• **AIM OF THE EXERCISE**
Summarize the letter about SJR 37 in two sentences.

I read with interest your Jan. 11 editorial regarding SJR 37, a proposal I have introduced to allow voters the option of using revenue over the Hancock limit to help maintain highways in our state. I appreciate your interest in legislation that will give voters a reasonable and efficient option to maintain an essential part of our state's infrastructure. While the editorial and I don't necessarily agree on how roads can be maintained, we do agree that they must be maintained and that it will cost money to accomplish this.

As the editorial notes, we cannot be certain that additional Hancock refunds will continue to be available in the future. However, budget analysts weren't able to project the kind of surpluses that have allowed us to cut taxes by $650 million over the last five years while refunding similar amounts directly to taxpayers. What we can predict is that it is more cost-effective to use even small amounts of excess revenue for worthy programs, approved by voters, than to incur the $1 million or so it costs to do a statewide refund mailing.

Stored items from a collection:
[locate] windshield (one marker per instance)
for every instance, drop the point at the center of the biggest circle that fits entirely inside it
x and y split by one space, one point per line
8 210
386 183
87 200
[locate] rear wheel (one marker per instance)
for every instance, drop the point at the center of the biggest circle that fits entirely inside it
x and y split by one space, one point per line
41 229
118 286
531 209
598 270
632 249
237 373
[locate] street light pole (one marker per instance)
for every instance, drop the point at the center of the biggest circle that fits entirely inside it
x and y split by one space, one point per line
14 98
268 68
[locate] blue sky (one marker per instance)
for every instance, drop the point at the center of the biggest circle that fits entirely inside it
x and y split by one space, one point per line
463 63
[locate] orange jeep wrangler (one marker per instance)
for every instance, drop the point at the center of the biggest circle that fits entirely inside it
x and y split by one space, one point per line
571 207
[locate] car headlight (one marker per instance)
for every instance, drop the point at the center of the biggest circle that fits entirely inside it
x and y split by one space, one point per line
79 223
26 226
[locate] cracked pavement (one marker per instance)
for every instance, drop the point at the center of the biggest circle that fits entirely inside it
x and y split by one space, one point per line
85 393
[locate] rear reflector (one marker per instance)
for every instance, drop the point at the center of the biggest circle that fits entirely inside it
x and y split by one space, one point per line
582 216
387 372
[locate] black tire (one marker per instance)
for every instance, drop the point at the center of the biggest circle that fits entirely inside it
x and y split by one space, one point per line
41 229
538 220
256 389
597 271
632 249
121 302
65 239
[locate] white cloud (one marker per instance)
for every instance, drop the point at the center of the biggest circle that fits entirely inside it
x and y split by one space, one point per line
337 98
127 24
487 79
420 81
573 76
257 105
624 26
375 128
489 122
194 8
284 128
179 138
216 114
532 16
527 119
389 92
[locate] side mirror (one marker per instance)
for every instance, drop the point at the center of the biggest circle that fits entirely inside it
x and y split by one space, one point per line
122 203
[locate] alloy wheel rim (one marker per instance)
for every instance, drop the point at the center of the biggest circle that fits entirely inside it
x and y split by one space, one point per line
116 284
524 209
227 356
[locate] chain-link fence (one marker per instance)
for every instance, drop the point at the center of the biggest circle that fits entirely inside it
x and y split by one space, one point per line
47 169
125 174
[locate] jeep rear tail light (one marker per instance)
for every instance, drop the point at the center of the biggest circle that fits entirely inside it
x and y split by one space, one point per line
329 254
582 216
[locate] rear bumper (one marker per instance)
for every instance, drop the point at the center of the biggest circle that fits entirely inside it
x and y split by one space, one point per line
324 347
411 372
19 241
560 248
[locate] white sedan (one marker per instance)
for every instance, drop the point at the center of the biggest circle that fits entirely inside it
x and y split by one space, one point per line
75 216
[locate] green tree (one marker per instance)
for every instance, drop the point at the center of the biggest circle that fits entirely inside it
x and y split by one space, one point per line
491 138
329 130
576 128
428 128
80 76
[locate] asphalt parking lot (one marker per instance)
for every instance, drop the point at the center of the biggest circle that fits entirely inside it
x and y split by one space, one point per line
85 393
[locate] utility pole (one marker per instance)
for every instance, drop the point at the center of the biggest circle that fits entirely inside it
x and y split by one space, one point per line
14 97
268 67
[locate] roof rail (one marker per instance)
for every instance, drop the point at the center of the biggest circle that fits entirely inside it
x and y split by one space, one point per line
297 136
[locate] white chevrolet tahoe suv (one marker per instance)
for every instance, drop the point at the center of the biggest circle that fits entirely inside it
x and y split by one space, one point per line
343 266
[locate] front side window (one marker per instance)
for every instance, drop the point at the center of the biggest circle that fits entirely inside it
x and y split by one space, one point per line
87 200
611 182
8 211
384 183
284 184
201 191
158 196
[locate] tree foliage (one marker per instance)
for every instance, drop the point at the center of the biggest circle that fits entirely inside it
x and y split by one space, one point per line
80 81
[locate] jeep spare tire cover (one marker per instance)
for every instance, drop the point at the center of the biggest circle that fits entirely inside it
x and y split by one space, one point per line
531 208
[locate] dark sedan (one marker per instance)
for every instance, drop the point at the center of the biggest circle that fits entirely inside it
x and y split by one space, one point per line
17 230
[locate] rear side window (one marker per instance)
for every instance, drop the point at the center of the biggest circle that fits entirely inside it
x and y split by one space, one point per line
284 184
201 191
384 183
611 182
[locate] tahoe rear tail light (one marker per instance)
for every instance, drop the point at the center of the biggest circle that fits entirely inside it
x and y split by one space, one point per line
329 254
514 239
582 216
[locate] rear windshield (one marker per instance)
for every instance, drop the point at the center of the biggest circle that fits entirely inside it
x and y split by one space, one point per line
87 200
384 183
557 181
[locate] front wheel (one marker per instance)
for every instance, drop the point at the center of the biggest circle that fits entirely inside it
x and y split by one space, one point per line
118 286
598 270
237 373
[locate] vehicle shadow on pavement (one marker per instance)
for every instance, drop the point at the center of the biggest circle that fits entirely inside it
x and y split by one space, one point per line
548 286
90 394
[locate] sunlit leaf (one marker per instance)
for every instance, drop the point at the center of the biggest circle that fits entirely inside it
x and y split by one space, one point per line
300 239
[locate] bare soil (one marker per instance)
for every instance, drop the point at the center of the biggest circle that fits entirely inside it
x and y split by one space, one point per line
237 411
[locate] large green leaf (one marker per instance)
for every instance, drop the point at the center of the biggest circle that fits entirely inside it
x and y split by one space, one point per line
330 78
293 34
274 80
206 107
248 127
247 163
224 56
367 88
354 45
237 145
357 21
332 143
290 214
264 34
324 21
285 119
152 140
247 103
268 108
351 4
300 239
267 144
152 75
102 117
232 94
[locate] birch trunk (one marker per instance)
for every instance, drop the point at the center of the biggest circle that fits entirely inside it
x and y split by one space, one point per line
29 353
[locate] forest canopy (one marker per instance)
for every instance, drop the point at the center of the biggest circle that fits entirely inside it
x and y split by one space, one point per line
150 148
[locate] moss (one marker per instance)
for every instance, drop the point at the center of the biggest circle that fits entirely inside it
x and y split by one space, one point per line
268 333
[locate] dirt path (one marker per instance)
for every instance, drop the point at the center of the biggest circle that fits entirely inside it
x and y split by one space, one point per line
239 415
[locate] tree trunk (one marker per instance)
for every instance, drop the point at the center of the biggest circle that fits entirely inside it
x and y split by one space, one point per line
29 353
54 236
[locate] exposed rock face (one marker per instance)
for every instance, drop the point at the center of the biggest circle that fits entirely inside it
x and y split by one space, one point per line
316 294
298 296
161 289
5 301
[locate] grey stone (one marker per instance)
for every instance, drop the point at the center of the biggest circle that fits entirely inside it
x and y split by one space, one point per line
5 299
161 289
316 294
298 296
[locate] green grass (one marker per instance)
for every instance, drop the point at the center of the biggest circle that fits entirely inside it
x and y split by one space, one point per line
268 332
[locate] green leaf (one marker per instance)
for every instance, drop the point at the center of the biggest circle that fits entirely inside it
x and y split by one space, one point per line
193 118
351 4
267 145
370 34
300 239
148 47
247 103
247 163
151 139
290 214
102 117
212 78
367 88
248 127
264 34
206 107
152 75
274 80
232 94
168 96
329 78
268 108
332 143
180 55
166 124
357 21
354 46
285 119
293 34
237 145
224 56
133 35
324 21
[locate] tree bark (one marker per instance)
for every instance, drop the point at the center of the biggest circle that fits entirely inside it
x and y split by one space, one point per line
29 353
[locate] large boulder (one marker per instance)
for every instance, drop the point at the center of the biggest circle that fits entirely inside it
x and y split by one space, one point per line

• **WRITTEN ANSWER**
The writer responds to a Jan. 11 editorial about SJR 37, a proposal the writer introduced to let voters choose to use revenue over the Hancock limit to help maintain state highways, and agrees with the editorial that roads must be maintained and that this will cost money. Though future Hancock refunds are not certain, the writer argues it is more cost-effective to use even small amounts of excess revenue for voter-approved programs than to spend about $1 million on a statewide refund mailing.